__PASSAGE GIVEN__.
•••••

All student media publications should strive to be a “public forum for student expression” in order to be granted more protection under current free press laws.

Question: 

What is a “public forum for student expression?” Why is it important for student media outlets to be designated as such?

Key points/action:

  • A “public forum” implies that the publication is set up as an open forum for expression. This ultimately means any person with an opinion can be published/broadcasted in the media outlet (through letters to the editor, call ins, etc.). This “openness” to the public is important because the publication is then elevated from a closed student publication to a place where community discussion and debate can occur,
  • and those democratic ideals hold more legal protection.
  • A “public forum for student expression” is a forum where student editors have been given the right to make final content decisions.

•••••

__DATA__.
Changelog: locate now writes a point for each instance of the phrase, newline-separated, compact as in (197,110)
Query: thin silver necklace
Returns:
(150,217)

•••••

__WORK INSTRUCTIONS__.
a - List every word or phrase that the passage on student media places inside quotation marks, giving each distinct one once.
b - Using the passage on student media, decide for each statement whether it agrees with the passage. Answer yes or no, and quote the deciding words.
(i) In a public forum, student editors have the right to make final content decisions.
(ii) A public forum publishes opinions from students only.
(iii) Openness to the public turns the outlet into a closed student publication.
c - According to the passage on student media, why should student media publications strive to be a public forum for student expression?

__OUTPUTS FOR THE TASKS__.
a -
- public forum for student expression
- public forum
- openness

b -
(i) Yes: "student editors have been given the right to make final content decisions"
(ii) No: "any person with an opinion can be published/broadcasted in the media outlet"
(iii) No: "elevated from a closed student publication to a place where community discussion and debate can occur"

c - Doing so grants them more protection under current free press laws.